### TASKS TO PERFORM
(1) In the single payer health care article, what is the title of Dr. Burdick's new book?
(2) Please write out the part of the single payer health care article starting at "In his new book" and ending at "improvements of Obamacare.", switching "new book" to "recent book".

### TEXT FOR ANALYSIS

>>

Johns Hopkins Transplant Surgeon Says Single Payer Health Care Will Cover All and Save Money

March 22, 2016

A Johns Hopkins transplant surgeon asserts that a single payer health care system will actually save most taxpayers money.

In his new book — Talking About Single Payer: Health Equality for America — Dr. James F. Burdick, details the opportunities for further savings in the present U.S. system, despite the improvements of Obamacare.

Dr. Burdick maintains that “through controlling expenses that do not help patients,  a single payer system will simplify our health care, improve the  quality of care and provide savings far exceeding the cost of extending coverage to  every American.”

Dr. Burdick’s book disputes criticisms being lodged against Bernie Sanders’ single payer health care plan.

“The cost of a single payer national health program will be lower because it will avoid the excess expenses in the largely unregulated chaos today,” Dr. Burdick says.

<<

### INFORMATION
>>

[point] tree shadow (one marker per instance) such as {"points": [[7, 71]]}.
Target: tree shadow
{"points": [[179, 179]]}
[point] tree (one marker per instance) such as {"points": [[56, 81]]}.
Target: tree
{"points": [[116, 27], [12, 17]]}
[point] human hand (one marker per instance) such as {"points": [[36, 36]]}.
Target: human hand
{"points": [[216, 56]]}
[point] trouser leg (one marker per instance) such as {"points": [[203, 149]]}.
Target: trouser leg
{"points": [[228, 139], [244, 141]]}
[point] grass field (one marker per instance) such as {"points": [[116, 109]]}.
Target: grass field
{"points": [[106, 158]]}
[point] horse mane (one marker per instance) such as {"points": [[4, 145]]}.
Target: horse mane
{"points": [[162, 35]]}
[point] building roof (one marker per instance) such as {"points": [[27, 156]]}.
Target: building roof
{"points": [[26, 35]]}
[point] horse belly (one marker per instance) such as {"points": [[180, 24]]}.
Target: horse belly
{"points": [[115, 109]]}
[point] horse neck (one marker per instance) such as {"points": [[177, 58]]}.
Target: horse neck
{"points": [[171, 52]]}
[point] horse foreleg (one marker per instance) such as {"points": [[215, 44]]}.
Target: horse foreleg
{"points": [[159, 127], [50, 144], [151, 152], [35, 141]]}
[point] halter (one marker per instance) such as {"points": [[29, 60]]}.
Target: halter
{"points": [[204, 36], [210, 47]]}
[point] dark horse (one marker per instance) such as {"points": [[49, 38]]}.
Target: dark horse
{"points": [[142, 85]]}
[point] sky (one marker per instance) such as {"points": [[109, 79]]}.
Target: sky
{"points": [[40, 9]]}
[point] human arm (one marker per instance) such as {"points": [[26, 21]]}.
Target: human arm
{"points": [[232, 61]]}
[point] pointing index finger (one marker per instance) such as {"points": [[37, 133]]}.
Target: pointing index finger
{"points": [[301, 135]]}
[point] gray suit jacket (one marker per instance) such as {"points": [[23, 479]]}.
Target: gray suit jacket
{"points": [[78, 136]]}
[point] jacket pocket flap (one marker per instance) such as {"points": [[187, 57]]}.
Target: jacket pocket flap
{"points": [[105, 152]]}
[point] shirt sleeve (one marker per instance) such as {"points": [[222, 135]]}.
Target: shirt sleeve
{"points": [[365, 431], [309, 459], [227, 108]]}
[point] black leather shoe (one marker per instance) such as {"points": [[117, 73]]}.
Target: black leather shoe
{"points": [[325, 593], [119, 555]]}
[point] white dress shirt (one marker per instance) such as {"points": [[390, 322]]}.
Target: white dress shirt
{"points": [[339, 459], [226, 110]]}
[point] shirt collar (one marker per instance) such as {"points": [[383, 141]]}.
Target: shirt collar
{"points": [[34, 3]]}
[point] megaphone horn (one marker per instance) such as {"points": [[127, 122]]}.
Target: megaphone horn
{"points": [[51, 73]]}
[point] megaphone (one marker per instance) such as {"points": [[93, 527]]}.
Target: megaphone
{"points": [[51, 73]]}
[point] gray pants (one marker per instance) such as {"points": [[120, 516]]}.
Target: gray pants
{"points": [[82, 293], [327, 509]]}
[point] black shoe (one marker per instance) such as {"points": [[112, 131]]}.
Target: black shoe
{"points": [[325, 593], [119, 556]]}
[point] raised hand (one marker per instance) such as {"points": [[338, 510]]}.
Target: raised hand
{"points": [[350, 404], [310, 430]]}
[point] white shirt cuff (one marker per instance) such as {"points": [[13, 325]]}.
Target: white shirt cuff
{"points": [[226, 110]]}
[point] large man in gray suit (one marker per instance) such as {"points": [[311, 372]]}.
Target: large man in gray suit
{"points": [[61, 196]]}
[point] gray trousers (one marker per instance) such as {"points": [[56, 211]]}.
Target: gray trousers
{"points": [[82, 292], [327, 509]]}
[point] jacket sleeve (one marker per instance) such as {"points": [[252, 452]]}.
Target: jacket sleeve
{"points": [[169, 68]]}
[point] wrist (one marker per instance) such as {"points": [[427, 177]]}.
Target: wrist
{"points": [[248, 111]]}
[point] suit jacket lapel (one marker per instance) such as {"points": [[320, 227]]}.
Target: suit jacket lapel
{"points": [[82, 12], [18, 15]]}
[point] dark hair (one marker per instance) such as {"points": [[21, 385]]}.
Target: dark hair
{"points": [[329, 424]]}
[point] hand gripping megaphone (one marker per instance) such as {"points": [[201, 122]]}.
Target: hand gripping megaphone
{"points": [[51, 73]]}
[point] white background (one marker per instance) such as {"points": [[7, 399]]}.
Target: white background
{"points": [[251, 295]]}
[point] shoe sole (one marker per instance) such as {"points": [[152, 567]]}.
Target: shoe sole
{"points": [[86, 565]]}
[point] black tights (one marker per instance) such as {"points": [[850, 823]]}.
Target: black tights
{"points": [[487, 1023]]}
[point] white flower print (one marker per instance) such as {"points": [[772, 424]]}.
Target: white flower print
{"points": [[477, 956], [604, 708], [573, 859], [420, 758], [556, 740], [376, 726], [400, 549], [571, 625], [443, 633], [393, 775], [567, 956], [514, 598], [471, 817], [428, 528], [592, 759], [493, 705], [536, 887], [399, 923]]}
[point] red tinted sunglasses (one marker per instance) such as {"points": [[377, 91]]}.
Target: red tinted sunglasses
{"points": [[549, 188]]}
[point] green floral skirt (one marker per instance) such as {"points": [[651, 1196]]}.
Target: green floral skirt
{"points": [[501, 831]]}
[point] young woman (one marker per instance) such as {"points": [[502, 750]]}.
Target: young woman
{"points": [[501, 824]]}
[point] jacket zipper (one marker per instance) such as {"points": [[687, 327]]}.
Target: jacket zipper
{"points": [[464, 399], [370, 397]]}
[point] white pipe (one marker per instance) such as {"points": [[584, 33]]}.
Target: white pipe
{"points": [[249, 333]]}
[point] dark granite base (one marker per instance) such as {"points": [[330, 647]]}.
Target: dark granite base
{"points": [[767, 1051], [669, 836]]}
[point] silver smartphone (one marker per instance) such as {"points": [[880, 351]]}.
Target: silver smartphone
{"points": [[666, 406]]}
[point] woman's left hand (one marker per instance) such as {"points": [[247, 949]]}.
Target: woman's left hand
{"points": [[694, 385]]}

<<

### EXERCISE SOLUTIONS
(1) Talking About Single Payer: Health Equality for America

(2)
In his recent book — Talking About Single Payer: Health Equality for America — Dr. James F. Burdick, details the opportunities for further savings in the present U.S. system, despite the improvements of Obamacare.